[WHAT YOU NEED TO DO]:
Render the records as a Markdown table with the columns Row and Line, numbering each line and leaving out blank lines. Begin at the line that has "As a warehouse robot's perception module, locate tree" and stop after the line that has "560, 54, 611, 71", and include only those lines.

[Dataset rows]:
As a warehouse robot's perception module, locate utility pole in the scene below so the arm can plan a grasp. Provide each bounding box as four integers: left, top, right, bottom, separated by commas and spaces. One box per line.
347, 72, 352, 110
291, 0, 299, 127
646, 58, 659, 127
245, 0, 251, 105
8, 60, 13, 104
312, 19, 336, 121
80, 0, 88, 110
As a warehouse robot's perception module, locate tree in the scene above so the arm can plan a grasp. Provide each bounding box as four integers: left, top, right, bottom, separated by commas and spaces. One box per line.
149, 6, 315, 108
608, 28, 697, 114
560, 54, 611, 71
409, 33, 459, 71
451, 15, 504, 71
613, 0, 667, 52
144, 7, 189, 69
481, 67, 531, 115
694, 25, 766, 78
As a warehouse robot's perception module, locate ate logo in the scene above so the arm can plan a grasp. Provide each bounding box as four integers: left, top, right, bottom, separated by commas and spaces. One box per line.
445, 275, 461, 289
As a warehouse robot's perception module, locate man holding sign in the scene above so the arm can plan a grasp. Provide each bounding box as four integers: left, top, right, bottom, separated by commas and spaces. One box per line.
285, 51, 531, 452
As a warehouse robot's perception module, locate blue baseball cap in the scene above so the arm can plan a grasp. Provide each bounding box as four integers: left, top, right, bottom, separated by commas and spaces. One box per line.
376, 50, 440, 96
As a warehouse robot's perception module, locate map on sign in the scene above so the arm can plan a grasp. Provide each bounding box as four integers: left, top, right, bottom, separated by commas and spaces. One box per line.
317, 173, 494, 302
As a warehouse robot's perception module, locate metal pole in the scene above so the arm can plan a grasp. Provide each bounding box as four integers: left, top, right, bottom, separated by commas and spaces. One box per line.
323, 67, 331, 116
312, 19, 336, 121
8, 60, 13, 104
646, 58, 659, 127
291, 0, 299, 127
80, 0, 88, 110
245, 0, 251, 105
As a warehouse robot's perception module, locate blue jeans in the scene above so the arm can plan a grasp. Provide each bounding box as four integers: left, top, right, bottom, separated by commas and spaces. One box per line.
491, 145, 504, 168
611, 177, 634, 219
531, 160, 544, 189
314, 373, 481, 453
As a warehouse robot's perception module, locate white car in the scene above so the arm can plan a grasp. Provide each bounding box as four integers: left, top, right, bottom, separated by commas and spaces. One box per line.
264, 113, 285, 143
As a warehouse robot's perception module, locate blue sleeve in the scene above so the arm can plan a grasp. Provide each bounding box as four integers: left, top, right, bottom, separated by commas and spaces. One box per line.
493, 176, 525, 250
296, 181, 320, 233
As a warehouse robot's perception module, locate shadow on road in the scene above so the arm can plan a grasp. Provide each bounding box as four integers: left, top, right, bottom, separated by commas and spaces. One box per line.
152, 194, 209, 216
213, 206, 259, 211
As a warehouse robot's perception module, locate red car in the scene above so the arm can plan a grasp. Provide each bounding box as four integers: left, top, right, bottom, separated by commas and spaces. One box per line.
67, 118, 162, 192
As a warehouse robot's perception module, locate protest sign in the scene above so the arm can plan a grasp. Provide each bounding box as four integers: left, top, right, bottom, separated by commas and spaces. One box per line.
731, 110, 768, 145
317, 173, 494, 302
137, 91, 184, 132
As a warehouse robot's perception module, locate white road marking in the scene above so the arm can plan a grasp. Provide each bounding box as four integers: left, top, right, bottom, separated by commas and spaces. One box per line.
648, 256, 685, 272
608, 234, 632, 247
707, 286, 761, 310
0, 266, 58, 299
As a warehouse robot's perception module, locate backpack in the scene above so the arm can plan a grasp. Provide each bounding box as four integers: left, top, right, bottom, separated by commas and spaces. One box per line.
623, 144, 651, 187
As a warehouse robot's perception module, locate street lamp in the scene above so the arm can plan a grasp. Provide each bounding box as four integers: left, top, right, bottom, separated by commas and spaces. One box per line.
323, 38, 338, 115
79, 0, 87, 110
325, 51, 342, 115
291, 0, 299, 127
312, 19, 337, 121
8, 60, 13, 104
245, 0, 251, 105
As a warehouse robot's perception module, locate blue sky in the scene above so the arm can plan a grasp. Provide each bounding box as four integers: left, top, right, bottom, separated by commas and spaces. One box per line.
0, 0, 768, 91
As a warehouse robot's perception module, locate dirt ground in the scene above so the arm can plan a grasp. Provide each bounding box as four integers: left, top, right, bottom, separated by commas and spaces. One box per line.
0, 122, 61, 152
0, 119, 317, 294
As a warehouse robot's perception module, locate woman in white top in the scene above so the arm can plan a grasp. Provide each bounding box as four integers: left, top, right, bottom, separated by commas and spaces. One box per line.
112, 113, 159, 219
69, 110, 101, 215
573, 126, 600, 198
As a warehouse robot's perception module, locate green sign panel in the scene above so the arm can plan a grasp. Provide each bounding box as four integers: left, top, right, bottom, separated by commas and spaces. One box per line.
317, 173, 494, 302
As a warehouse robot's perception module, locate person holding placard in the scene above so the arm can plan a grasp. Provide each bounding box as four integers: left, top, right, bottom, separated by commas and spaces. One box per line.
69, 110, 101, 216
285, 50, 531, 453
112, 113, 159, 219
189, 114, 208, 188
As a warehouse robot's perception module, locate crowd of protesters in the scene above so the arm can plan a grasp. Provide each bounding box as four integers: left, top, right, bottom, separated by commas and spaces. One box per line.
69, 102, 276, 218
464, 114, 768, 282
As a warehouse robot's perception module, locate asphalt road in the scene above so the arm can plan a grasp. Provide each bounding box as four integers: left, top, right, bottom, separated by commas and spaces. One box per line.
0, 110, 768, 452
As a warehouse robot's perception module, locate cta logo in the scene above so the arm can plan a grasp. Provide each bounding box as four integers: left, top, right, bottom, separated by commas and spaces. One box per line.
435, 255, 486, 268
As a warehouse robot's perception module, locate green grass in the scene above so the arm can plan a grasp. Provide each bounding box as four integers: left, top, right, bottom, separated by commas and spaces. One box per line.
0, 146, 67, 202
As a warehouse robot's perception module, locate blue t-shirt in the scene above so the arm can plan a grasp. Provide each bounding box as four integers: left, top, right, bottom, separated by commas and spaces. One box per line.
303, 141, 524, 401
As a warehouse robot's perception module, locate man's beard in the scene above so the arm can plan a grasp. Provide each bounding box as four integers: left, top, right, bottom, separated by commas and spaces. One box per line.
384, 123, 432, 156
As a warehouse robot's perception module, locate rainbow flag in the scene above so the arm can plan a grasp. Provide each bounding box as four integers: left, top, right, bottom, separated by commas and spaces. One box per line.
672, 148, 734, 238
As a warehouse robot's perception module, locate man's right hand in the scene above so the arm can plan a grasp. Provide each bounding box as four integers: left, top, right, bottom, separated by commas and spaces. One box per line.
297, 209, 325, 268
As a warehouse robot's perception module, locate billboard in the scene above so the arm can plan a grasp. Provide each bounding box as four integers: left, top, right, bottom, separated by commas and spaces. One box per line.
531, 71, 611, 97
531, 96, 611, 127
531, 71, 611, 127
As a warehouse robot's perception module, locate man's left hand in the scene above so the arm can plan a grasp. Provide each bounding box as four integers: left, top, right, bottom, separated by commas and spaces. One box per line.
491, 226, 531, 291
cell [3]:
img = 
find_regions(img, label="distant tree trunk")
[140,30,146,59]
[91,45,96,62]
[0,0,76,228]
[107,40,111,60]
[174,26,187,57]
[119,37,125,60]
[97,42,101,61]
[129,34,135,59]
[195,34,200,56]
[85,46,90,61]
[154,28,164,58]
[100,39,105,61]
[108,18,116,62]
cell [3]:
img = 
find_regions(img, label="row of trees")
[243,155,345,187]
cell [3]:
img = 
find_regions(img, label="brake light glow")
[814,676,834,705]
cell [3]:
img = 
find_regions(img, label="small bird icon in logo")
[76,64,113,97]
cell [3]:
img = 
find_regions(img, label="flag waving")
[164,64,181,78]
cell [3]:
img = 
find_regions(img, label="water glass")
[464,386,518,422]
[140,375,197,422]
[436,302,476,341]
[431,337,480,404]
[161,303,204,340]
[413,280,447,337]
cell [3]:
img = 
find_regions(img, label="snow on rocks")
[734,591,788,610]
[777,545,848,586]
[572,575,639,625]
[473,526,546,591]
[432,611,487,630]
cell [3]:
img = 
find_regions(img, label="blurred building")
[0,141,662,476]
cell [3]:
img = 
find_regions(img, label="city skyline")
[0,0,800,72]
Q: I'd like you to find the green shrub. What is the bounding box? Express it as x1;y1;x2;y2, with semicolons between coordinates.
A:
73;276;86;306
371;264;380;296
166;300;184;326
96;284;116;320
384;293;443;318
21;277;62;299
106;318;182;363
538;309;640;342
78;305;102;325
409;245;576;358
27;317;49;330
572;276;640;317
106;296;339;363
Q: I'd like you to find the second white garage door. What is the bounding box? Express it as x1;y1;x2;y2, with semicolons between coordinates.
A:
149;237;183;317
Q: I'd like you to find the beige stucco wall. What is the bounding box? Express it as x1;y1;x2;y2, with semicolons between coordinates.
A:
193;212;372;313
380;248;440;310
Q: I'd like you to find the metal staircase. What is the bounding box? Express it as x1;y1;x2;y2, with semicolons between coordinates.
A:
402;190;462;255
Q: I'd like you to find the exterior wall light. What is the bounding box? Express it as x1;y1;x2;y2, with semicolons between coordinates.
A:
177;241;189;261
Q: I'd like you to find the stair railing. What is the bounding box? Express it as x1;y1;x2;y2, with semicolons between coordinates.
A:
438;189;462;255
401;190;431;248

[FINISHED EXERCISE]:
| Row | Line |
|---|---|
| 1 | As a warehouse robot's perception module, locate tree in the scene above so the arm can plan a grasp. Provide each bounding box as four integers: left, top, right, bottom, separated by commas and spaces. One box per line. |
| 2 | 149, 6, 315, 108 |
| 3 | 608, 28, 697, 114 |
| 4 | 560, 54, 611, 71 |